The answer must be every line of the records below that contains the word "shorts", copied out.

Segment Open

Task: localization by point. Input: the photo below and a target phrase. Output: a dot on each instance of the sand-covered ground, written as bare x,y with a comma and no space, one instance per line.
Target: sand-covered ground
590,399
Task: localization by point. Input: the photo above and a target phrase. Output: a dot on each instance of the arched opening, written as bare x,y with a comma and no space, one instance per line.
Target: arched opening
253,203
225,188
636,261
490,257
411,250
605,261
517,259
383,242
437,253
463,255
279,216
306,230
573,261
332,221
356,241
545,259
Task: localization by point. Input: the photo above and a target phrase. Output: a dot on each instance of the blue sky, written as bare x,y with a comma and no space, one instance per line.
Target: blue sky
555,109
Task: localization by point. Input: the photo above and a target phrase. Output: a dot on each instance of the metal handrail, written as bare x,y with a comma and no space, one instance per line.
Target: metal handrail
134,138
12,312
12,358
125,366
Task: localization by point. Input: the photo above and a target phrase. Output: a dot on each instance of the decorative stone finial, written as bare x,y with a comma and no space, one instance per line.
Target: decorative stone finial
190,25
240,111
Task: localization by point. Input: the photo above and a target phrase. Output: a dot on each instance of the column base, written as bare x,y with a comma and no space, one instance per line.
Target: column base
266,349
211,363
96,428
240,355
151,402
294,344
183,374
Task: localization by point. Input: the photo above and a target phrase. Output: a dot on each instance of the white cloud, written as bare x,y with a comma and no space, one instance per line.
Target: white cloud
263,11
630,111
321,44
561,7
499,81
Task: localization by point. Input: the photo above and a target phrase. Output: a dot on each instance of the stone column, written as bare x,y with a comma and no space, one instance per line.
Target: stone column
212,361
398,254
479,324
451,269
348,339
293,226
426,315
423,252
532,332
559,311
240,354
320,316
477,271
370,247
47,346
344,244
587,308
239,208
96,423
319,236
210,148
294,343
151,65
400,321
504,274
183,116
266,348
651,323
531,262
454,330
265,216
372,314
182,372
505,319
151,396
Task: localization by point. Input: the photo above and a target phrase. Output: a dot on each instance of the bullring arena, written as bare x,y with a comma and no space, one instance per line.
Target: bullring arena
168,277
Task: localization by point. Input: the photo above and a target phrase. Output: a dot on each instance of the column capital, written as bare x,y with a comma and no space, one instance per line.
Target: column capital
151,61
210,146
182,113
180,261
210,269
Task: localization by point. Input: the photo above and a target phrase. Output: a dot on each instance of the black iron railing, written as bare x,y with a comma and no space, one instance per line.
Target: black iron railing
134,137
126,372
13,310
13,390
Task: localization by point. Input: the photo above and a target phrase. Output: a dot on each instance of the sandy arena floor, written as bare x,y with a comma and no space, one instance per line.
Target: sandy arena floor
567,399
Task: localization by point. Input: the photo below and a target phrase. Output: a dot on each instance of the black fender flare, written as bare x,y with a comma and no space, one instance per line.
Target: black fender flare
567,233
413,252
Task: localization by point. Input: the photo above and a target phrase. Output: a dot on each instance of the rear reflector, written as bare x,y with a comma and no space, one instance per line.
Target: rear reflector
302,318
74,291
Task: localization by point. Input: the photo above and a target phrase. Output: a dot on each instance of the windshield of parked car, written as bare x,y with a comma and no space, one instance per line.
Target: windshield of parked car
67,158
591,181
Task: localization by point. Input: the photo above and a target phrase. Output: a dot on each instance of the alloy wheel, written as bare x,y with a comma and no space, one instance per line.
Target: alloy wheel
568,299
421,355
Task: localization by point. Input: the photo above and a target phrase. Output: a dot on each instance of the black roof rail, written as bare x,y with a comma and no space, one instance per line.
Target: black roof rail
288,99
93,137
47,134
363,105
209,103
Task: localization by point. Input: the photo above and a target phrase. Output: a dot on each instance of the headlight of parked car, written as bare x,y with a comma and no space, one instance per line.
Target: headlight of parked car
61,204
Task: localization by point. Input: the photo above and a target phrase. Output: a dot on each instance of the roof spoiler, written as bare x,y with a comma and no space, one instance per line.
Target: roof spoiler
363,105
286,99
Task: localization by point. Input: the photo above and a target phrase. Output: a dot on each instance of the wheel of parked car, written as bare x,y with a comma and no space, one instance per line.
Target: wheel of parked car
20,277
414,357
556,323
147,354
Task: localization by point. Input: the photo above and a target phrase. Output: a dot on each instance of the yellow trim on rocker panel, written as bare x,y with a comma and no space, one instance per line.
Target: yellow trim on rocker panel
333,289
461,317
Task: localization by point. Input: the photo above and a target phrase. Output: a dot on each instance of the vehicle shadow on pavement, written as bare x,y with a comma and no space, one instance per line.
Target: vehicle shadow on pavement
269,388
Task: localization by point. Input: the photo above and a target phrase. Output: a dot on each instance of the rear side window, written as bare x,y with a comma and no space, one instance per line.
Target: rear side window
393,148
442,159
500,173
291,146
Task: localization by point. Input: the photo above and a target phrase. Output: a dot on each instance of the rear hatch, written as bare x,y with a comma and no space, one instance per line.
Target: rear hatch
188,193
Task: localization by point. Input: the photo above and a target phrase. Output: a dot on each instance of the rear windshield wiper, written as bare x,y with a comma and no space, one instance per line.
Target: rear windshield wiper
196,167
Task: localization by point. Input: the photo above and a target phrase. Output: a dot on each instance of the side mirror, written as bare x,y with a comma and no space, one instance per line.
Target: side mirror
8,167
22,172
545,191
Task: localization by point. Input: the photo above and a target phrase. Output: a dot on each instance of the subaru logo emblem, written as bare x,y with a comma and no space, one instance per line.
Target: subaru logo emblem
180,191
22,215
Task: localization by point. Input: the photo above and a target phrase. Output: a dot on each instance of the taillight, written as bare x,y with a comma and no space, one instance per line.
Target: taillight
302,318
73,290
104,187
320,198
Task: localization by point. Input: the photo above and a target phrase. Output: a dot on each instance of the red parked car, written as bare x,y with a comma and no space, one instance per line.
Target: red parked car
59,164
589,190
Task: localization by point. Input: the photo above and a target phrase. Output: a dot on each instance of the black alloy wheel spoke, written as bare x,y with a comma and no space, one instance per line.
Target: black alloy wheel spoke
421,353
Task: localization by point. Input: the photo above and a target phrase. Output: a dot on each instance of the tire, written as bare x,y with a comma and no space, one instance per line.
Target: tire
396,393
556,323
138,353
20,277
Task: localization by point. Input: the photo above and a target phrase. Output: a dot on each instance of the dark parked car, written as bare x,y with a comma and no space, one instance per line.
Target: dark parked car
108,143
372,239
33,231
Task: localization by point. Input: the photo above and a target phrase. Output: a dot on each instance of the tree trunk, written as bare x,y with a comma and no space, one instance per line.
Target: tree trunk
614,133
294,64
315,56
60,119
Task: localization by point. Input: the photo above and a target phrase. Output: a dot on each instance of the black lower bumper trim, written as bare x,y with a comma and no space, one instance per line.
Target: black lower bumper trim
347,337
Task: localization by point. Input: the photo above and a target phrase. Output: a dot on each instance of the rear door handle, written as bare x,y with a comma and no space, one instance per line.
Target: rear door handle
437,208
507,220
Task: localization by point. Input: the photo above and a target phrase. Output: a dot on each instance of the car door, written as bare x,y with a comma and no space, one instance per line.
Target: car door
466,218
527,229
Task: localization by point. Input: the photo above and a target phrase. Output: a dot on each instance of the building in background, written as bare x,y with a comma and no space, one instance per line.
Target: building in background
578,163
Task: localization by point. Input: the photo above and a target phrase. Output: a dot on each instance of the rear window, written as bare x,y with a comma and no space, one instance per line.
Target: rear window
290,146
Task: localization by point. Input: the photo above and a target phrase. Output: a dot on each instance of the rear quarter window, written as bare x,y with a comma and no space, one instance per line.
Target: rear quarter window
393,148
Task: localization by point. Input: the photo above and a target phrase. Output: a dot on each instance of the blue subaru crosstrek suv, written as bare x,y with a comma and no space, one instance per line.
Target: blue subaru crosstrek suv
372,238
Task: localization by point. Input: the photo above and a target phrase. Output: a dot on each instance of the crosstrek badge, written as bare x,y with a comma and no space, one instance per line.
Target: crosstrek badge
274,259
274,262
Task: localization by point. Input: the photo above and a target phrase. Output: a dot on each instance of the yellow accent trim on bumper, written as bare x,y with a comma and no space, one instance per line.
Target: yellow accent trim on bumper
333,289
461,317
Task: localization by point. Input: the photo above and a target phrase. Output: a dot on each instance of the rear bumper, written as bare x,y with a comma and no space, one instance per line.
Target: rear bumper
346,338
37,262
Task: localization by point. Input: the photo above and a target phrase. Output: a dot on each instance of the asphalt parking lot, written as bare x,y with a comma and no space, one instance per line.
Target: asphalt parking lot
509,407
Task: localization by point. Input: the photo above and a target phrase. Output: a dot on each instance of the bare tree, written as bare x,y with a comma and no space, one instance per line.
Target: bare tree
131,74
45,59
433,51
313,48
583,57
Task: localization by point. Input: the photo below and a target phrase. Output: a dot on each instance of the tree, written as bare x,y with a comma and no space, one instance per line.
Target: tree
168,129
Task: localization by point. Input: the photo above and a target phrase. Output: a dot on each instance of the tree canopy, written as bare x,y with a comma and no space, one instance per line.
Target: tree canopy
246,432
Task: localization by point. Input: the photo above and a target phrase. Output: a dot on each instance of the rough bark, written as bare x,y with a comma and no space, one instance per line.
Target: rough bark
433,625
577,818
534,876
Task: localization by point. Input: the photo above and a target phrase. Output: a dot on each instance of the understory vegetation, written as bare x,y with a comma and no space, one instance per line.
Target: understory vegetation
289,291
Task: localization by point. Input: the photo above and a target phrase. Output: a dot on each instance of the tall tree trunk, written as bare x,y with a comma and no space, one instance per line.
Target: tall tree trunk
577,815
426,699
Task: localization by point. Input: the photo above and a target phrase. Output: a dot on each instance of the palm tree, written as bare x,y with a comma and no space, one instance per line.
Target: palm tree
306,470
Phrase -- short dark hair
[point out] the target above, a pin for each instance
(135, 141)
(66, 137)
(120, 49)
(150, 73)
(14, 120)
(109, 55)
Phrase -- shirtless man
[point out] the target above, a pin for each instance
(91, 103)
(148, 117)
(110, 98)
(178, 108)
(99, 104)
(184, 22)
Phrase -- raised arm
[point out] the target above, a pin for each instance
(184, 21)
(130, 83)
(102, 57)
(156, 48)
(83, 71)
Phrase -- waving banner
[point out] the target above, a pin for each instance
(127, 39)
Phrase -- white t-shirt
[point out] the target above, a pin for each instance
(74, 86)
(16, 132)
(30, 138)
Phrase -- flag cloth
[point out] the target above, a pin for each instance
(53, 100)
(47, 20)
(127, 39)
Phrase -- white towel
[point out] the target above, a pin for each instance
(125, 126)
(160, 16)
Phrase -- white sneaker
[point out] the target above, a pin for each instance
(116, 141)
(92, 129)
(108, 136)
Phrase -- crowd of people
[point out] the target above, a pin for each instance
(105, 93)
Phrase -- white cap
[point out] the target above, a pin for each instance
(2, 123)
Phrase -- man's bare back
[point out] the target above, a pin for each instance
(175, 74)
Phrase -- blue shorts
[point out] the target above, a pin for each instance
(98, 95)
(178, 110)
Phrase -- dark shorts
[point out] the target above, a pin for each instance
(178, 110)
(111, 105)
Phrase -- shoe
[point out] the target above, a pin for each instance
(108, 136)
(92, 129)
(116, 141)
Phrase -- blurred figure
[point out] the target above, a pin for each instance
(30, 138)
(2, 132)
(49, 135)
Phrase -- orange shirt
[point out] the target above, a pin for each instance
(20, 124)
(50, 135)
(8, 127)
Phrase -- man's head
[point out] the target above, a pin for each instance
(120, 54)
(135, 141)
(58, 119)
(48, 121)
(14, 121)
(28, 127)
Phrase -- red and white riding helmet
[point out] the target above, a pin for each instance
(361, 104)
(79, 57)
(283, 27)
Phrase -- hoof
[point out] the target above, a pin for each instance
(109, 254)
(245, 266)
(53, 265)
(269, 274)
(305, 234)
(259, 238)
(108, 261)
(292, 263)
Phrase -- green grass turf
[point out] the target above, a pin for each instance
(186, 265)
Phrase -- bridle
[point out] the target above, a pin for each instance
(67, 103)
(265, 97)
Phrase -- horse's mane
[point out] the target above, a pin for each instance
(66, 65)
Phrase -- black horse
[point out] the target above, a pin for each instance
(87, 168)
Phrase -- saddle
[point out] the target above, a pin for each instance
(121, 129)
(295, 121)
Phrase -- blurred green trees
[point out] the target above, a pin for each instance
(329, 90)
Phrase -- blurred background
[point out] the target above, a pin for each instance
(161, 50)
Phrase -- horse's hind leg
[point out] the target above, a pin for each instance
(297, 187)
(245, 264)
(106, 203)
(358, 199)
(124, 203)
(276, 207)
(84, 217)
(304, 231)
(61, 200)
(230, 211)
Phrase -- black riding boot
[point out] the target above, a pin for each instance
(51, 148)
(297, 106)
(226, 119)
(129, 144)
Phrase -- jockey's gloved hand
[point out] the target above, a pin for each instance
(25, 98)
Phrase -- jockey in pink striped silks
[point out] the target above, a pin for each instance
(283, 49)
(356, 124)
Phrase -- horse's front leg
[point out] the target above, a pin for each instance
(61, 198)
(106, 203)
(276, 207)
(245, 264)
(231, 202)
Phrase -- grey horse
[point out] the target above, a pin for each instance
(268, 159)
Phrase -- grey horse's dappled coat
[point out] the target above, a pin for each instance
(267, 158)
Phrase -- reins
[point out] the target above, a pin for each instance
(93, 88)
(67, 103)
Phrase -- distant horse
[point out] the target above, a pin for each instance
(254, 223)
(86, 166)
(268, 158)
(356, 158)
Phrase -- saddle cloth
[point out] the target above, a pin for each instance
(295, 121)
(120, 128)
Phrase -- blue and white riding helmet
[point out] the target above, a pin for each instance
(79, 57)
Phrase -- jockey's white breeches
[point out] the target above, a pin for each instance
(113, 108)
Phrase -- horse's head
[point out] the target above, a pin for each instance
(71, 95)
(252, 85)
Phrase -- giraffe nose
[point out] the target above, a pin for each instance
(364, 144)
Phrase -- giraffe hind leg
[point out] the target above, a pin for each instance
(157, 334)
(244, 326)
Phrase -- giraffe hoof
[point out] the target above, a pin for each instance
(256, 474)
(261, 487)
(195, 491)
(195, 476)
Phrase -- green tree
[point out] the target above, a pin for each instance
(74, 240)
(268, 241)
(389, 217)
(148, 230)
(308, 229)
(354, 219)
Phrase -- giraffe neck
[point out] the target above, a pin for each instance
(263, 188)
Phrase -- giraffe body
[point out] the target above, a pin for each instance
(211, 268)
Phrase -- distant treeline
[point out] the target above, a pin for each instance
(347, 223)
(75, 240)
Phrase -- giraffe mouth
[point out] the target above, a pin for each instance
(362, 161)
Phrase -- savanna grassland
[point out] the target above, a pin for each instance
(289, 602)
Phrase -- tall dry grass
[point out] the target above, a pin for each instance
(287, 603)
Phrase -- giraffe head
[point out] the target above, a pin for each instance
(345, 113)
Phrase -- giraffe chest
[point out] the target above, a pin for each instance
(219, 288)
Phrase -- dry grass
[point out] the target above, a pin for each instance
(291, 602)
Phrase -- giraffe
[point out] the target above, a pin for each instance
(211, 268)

Segment Closed

WRITTEN SOLUTION:
Phrase -- blue shorts
Phrase -- dark shorts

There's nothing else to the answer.